* START Data lines *

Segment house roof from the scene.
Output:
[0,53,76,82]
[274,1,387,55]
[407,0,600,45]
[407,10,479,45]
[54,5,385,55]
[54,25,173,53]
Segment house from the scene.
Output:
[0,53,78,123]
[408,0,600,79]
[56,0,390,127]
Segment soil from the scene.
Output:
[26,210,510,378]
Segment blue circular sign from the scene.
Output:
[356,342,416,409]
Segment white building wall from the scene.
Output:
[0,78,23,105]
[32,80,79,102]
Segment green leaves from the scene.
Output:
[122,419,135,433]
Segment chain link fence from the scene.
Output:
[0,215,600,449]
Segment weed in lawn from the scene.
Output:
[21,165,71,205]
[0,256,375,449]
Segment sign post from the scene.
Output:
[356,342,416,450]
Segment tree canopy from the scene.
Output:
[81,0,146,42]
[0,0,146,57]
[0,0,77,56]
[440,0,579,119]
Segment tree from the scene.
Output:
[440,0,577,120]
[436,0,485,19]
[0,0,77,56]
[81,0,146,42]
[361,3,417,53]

* END Data lines *

Work to do
Copy all of the rows above, line for line, without changing any character.

Response to this exercise
Segment house roof from the scene.
Output:
[0,53,76,82]
[274,1,387,55]
[407,0,600,45]
[407,10,479,45]
[54,5,385,55]
[54,25,173,53]
Segment house from the scene.
Output:
[0,53,78,123]
[408,0,600,79]
[56,0,390,127]
Segment soil from the scene.
Output:
[26,210,510,378]
Segment blue circular sign from the scene.
Output:
[356,342,416,409]
Segment white building wall from the scene.
Output:
[0,78,23,105]
[32,80,79,102]
Segment green leaves from the scene.
Output:
[122,419,135,433]
Segment chain link fence from the scene.
Output:
[0,215,600,449]
Segment weed in lawn from the scene.
Output:
[21,165,71,205]
[0,256,375,449]
Segment sign post from the scene.
Output:
[356,342,416,450]
Segment tree canopy from the scene.
Output:
[81,0,146,42]
[0,0,146,57]
[0,0,77,56]
[440,0,579,119]
Segment tree from the scene.
Output:
[440,0,577,120]
[436,0,485,19]
[0,0,77,56]
[81,0,146,42]
[361,3,417,53]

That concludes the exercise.